■ **PROBLEM TO WORK ON**
Count the lines in the data below that contain the string "curtain". Case counts. Reply with the number alone.

■ **DATASET RECORDS**

>>

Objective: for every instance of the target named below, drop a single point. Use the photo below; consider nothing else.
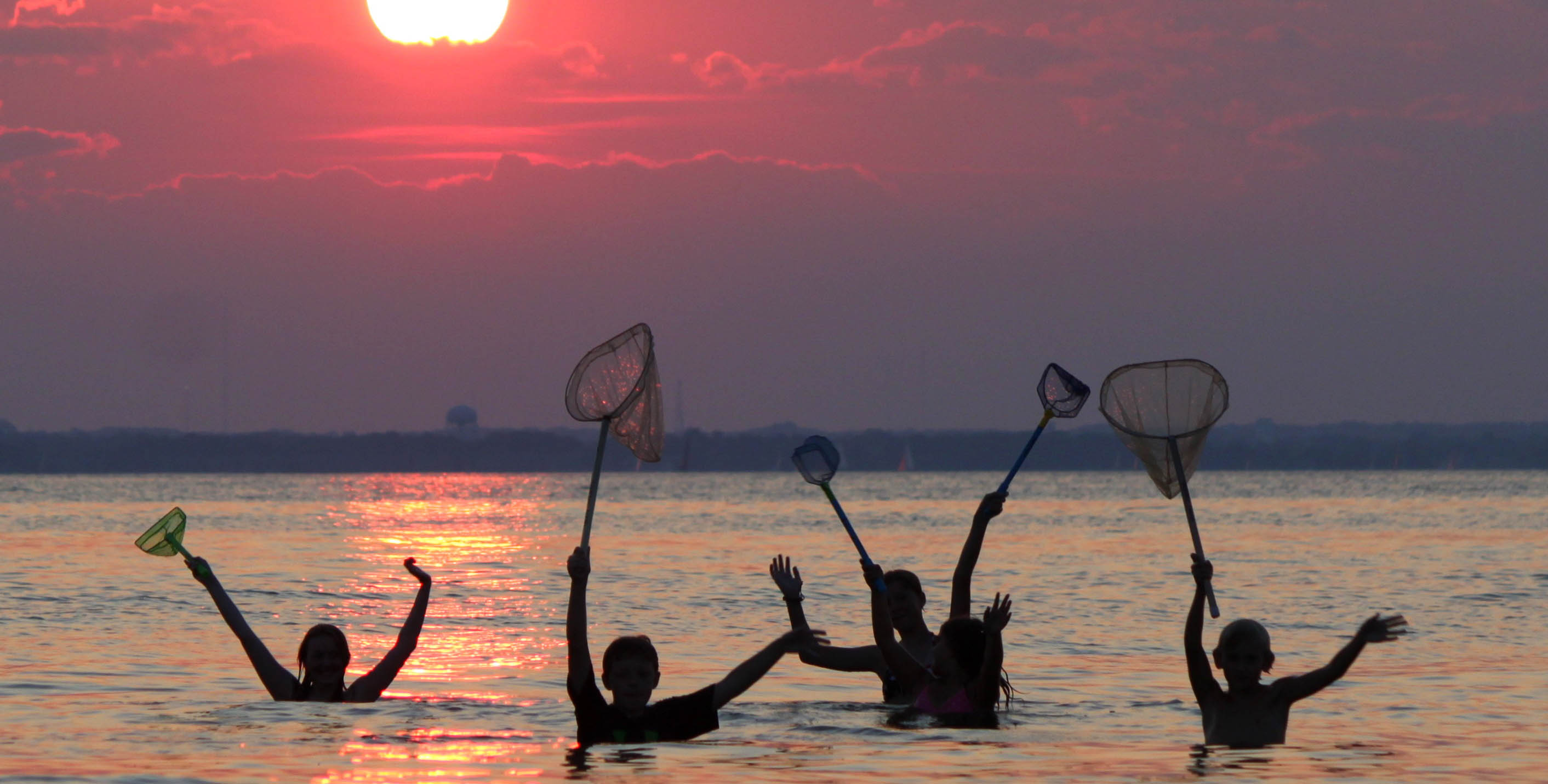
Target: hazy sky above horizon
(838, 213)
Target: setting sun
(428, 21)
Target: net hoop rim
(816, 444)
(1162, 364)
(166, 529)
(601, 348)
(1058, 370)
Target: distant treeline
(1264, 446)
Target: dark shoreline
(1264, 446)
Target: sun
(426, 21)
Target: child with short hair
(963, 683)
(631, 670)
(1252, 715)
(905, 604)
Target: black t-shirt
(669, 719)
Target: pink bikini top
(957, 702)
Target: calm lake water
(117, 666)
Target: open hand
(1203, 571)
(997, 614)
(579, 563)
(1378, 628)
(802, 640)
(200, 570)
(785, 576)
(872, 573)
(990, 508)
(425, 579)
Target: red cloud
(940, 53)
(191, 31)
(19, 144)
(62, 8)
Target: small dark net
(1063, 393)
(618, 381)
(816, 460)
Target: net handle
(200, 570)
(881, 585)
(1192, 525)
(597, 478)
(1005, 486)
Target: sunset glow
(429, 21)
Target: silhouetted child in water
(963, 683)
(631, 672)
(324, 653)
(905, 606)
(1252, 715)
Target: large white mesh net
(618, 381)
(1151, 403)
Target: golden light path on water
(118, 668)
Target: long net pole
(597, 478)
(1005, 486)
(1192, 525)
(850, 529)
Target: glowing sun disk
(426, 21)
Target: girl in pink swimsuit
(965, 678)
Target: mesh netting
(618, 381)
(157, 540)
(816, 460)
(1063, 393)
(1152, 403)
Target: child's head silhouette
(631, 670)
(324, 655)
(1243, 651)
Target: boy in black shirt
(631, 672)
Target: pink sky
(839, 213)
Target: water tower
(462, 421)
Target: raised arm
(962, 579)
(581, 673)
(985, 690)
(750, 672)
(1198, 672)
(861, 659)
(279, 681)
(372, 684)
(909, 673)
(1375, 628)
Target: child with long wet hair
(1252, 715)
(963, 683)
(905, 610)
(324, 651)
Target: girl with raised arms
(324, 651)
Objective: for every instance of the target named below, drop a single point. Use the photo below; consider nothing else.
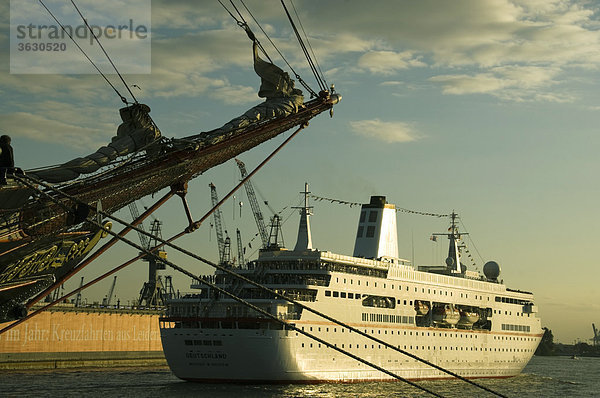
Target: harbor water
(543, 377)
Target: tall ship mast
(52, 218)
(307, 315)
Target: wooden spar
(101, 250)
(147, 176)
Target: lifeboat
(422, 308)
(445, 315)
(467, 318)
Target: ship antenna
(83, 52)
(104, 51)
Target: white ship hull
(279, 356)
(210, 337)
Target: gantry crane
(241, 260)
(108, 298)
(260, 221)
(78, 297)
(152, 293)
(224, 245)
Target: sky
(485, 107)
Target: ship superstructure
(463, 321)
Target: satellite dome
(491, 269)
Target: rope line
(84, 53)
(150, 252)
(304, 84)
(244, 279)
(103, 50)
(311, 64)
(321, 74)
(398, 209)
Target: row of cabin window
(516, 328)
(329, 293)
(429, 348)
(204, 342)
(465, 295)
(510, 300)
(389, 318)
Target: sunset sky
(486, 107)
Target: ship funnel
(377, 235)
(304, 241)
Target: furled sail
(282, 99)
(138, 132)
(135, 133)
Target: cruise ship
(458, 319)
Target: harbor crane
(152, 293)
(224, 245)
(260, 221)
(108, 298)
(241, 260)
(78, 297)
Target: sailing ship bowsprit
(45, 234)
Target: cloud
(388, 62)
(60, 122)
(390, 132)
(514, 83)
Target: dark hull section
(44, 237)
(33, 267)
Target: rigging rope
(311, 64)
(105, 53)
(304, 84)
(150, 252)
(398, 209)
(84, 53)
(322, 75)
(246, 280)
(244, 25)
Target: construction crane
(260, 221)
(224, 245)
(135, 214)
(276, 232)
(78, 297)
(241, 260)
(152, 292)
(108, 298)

<<
>>

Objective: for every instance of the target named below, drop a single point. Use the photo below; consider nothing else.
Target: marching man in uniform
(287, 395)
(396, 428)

<<
>>

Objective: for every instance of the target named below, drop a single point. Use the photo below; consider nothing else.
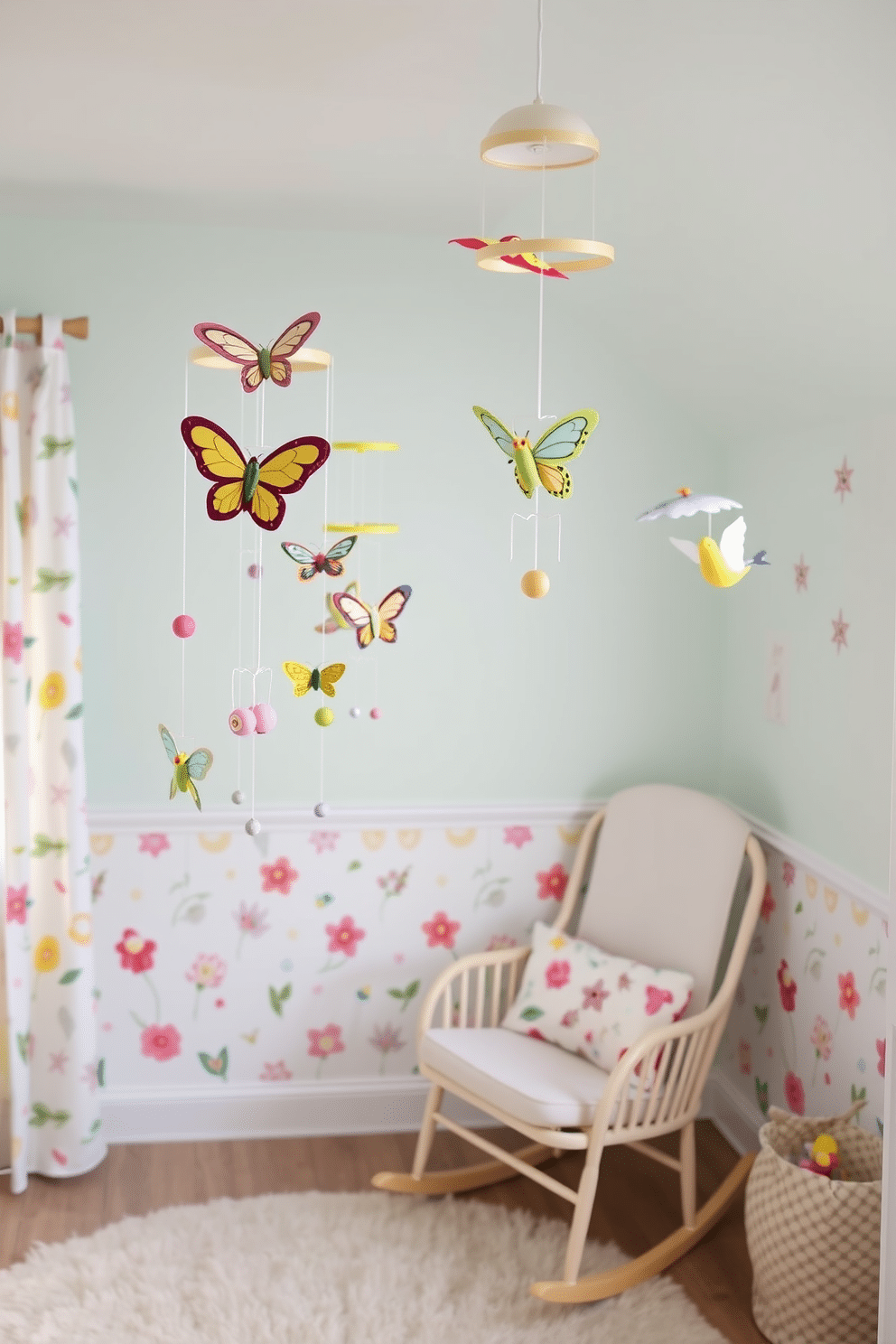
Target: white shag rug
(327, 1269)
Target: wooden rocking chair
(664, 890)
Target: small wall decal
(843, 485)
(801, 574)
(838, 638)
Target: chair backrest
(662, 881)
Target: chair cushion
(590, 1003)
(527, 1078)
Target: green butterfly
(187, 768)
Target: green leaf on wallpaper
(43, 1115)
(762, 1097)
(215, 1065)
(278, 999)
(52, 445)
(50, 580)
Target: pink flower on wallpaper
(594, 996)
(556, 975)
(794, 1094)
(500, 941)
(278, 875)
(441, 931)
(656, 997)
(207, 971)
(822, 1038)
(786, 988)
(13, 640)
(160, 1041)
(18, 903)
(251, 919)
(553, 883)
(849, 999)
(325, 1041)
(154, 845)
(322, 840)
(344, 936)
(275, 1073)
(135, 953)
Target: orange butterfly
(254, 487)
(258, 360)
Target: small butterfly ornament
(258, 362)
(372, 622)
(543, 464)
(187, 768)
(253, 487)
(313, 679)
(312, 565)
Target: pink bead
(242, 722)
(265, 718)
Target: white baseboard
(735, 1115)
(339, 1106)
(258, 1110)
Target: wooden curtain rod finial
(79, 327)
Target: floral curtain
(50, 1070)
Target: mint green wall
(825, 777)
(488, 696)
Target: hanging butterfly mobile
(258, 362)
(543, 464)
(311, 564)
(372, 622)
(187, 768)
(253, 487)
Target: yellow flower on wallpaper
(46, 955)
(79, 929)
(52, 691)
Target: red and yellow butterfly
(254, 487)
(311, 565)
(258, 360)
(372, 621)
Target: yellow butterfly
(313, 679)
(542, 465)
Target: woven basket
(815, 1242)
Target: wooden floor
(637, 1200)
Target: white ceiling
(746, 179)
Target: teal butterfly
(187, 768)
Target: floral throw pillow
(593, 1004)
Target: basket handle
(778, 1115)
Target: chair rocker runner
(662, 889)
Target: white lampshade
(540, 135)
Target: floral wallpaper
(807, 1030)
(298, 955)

<<

■ **RIGHT ANSWER**
2